Point-per-instance localization data:
——————————

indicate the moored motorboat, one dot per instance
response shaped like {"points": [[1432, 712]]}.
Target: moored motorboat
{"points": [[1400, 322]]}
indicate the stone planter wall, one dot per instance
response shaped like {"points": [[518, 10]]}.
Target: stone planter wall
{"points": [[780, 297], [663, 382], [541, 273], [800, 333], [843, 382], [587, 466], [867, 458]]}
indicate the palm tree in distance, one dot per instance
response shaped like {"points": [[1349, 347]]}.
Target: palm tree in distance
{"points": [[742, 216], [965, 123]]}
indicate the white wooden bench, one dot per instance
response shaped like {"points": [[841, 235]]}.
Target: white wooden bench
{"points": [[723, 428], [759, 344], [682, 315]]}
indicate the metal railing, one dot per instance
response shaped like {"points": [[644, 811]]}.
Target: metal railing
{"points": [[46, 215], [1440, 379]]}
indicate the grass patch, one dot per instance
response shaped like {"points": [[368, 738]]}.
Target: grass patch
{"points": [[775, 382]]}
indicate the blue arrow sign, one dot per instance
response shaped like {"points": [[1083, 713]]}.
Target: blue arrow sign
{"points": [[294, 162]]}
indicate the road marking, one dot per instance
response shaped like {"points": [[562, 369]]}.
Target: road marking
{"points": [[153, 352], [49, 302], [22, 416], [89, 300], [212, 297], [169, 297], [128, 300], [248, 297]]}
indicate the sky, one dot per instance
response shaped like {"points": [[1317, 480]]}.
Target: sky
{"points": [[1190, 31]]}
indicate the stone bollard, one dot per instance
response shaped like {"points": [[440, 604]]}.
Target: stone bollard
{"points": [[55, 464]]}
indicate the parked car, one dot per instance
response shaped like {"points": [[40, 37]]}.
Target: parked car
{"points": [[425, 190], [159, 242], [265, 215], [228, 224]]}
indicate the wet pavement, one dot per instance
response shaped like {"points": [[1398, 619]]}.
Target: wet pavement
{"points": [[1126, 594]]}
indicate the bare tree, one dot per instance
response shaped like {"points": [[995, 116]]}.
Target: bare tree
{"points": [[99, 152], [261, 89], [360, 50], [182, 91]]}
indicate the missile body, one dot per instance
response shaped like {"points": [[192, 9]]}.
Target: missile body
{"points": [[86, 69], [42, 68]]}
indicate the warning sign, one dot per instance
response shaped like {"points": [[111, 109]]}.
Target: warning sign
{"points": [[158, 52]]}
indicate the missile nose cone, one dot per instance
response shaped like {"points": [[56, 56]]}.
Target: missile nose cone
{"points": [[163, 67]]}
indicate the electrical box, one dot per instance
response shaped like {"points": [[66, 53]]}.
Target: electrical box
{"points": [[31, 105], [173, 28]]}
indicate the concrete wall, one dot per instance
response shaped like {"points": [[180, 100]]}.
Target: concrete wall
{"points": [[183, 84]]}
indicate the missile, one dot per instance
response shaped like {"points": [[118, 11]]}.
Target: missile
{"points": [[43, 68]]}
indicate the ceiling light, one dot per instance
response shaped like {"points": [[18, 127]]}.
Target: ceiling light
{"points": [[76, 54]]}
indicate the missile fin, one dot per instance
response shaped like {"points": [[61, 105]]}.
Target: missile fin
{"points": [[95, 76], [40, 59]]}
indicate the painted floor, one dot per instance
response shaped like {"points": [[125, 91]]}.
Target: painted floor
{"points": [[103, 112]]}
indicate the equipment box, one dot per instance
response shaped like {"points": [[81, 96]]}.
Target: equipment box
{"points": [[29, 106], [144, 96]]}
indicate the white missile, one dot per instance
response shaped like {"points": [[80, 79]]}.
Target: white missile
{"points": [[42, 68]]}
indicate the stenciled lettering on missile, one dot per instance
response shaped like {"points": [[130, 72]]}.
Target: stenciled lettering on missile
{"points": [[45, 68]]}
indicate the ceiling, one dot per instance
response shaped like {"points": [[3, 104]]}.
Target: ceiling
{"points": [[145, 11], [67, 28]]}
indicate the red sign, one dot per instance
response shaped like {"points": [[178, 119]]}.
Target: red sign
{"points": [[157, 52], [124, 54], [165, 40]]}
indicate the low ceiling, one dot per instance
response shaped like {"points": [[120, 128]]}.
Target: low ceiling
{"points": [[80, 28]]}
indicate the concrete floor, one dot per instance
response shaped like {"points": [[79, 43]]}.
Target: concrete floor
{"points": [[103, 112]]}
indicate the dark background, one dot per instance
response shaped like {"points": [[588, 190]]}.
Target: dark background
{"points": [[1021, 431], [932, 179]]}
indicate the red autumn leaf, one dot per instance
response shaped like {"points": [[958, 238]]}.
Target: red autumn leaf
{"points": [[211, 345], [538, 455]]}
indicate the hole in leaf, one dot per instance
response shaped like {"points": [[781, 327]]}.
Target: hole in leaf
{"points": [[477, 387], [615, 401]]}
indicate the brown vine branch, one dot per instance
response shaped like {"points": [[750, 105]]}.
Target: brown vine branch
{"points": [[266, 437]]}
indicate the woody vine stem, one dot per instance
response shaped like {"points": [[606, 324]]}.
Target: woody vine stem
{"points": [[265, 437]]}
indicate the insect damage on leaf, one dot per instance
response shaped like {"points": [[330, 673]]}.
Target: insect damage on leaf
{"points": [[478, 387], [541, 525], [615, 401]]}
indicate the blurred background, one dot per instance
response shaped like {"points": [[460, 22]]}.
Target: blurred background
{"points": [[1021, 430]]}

——————————

▶ **Task objective**
Restate the records above exactly.

▶ **Answer to the problem**
indicate the moored motorboat, one dot per instance
response shaped like {"points": [[1432, 712]]}.
Target: moored motorboat
{"points": [[1400, 322]]}
indicate the stone planter wall, one dot per instance
response shaped like {"points": [[518, 10]]}.
Target: stone planter wall
{"points": [[780, 297], [663, 382], [541, 273], [800, 333], [843, 382], [587, 466], [867, 458]]}
indicate the palm tree in distance, one dot per instance
response shaped like {"points": [[1349, 347]]}.
Target: palm tree in distance
{"points": [[742, 216], [965, 123]]}
indicate the white wooden bench, one dot per instance
response shaped like {"points": [[841, 235]]}.
Target: white wooden bench
{"points": [[723, 428], [759, 344], [682, 315]]}
indicate the metal railing, one dot per instance
response shaped like {"points": [[644, 811]]}.
Target: metal railing
{"points": [[46, 215], [1440, 379]]}
indicate the grass patch, one dot per instance
response shaped like {"points": [[368, 738]]}.
Target: grass patch
{"points": [[775, 382]]}
indicate the blue arrow sign, one dot per instance
response shaped like {"points": [[1083, 713]]}.
Target: blue arrow sign
{"points": [[294, 162]]}
indicate the road marking, one dot per instance
response shaped like {"points": [[562, 369]]}.
Target: road marking
{"points": [[153, 352], [49, 302], [22, 416], [89, 300], [212, 297], [169, 297], [128, 300], [248, 297]]}
indicate the sky, one dot per instance
response shaped like {"points": [[1317, 480]]}.
Target: sky
{"points": [[1190, 31]]}
indicate the stone bollard, one dot per instance
response shaped like {"points": [[440, 604]]}.
Target: stone bollard
{"points": [[55, 464]]}
indicate the parked car, one dot per instance
response shaped like {"points": [[40, 37]]}.
Target: parked car
{"points": [[425, 190], [159, 242], [265, 215], [228, 224]]}
indicate the wet pavement, one dot per instance
response shaped like {"points": [[1398, 619]]}.
Target: wet pavement
{"points": [[1126, 594]]}
indicate the bare tree, one dot per instance
response shaped like {"points": [[995, 116]]}.
Target: bare tree
{"points": [[99, 152], [261, 89], [360, 50], [182, 91]]}
indicate the missile body, one dot per instance
response shaped like {"points": [[192, 9]]}.
Target: missile body
{"points": [[86, 69], [42, 68]]}
indicate the warning sign, one dot per instance
response shaped like {"points": [[111, 109]]}.
Target: warning sign
{"points": [[158, 52]]}
indicate the missile nose cone, one dot per instance
response shaped like {"points": [[56, 56]]}.
Target: missile nose cone
{"points": [[163, 67]]}
indicate the electrical box, one dot per instance
response shaped like {"points": [[66, 53]]}.
Target: electrical box
{"points": [[31, 105], [173, 28]]}
indicate the concrete wall, one dot per instance
response shaped like {"points": [[180, 100]]}.
Target: concrete wall
{"points": [[183, 84]]}
indicate the missile, one dot per instance
response shaped like {"points": [[118, 11]]}.
Target: missile
{"points": [[43, 68]]}
indicate the ceiling light, one dot per instance
response shaped like {"points": [[18, 127]]}.
Target: ceiling light
{"points": [[76, 54]]}
indicate the missile fin, one dot per instance
response shaped like {"points": [[61, 105]]}.
Target: missile fin
{"points": [[95, 76], [40, 59]]}
indicate the painted floor, one dot per instance
response shaped like {"points": [[125, 91]]}.
Target: painted floor
{"points": [[103, 112]]}
indicate the equipment box, one dot per instance
response shaped like {"points": [[81, 96]]}.
Target: equipment box
{"points": [[29, 106], [144, 96]]}
indicate the white missile, one dot per instance
response shaped like {"points": [[80, 79]]}.
Target: white missile
{"points": [[42, 68]]}
indicate the stenciled lettering on missile, one dot per instance
response shaped like {"points": [[130, 72]]}.
Target: stenciled lettering on missile
{"points": [[45, 68]]}
indicate the ceiling, one dot per instance
response shaped like {"points": [[3, 104]]}.
Target: ceiling
{"points": [[145, 11], [67, 28]]}
indicate the red sign, one dot per instance
response shaped like {"points": [[178, 119]]}.
Target: red sign
{"points": [[157, 52], [124, 54], [165, 40]]}
indicate the low ceiling, one dot per instance
response shaped like {"points": [[120, 128]]}.
Target: low ceiling
{"points": [[80, 28]]}
indicate the concrete floor, one dot per instance
response shaped like {"points": [[79, 43]]}.
Target: concrete floor
{"points": [[103, 112]]}
indicate the dark background, one dot per instance
response shaped like {"points": [[588, 190]]}.
Target: dark background
{"points": [[1021, 431], [932, 179]]}
indicate the red autumn leaf, one dot per instance
response shaped like {"points": [[958, 238]]}.
Target: red autumn leaf
{"points": [[211, 345], [538, 455]]}
indicate the hole in leaf, one dot per instance
response shaped like {"points": [[781, 327]]}.
Target: hole in leaf
{"points": [[477, 387], [615, 401]]}
indicate the brown vine branch, one dot per instance
response shaped like {"points": [[750, 105]]}.
Target: brown vine branch
{"points": [[266, 437]]}
indicate the woody vine stem, one dot per instance
response shaped like {"points": [[606, 324]]}.
Target: woody vine stem
{"points": [[265, 437]]}
indicate the insect damage on leaf, one dot per instance
response shaped like {"points": [[330, 673]]}.
Target: insect damage on leaf
{"points": [[478, 387], [541, 525], [615, 401]]}
indicate the blurred background, one dot per instance
response shaped like {"points": [[460, 22]]}.
Target: blurred background
{"points": [[1021, 430]]}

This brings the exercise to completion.